Lesetext:
* * * *

Gericht LG Potsdam 4. Strafkammer Entscheidungsdatum 12.05.2014
Aktenzeichen 24 Qs 23/14 ECLI
Dokumententyp Beschluss Verfahrensgang -
Normen

Tenor

Die sofortige Beschwerde des Angeklagten vom 12. Februar 2014 gegen den Kostenfestsetzungsbeschluss des Amtsgerichts Zossen vom 4. Februar 2014 wird als unbegründet verworfen.

Der Beschwerdeführer trägt die Kosten des Beschwerdeverfahrens.

Beschwerdewert: 1.589,25 Euro

Gründe

I.

Das Amtsgericht Zossen – Jugendrichter – führte gegen den Angeklagten ein Strafverfahren durch. Einen von der Jugendrichterin in der Hauptverhandlung erlassenen „Verwarnungsbeschluss“, der mit einer Arbeitsauflage versehen war und keine Kostenentscheidung enthielt, sowie einen hierzu fehlerhaft ergangenen Berichtigungsbeschluss hob das Landgericht Potsdam – Jugendkammer – im Beschwerdeverfahren auf und erlegte die notwendigen Auslagen des Beschwerdeführers der Staatskasse auf.

* * * *

Datenabschnitt:
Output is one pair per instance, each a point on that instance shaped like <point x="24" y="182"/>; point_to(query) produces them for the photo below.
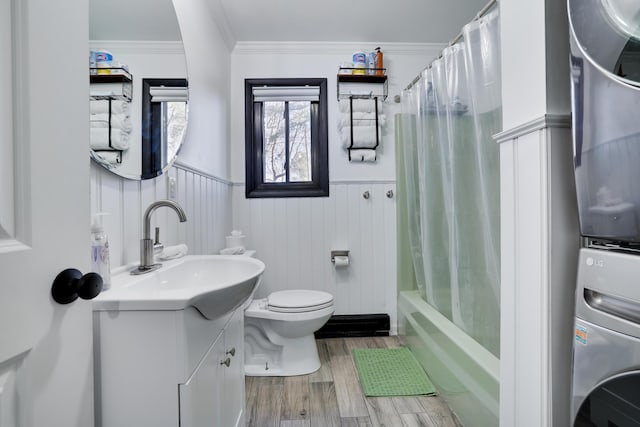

* * * *

Übungsaufgabe 1: Welcher Beschwerdewert wird im Lesetext genannt?
Übungsaufgabe 2: Gib aus dem Lesetext den Abschnitt wortgetreu wieder, der mit den Worten „Gericht LG Potsdam“ einsetzt und mit „Kosten des Beschwerdeverfahrens.“ schließt.

Schriftliche Antwort 1: 1.589,25 Euro

Schriftliche Antwort 2:
Gericht LG Potsdam 4. Strafkammer Entscheidungsdatum 12.05.2014
Aktenzeichen 24 Qs 23/14 ECLI
Dokumententyp Beschluss Verfahrensgang -
Normen

Tenor

Die sofortige Beschwerde des Angeklagten vom 12. Februar 2014 gegen den Kostenfestsetzungsbeschluss des Amtsgerichts Zossen vom 4. Februar 2014 wird als unbegründet verworfen.

Der Beschwerdeführer trägt die Kosten des Beschwerdeverfahrens.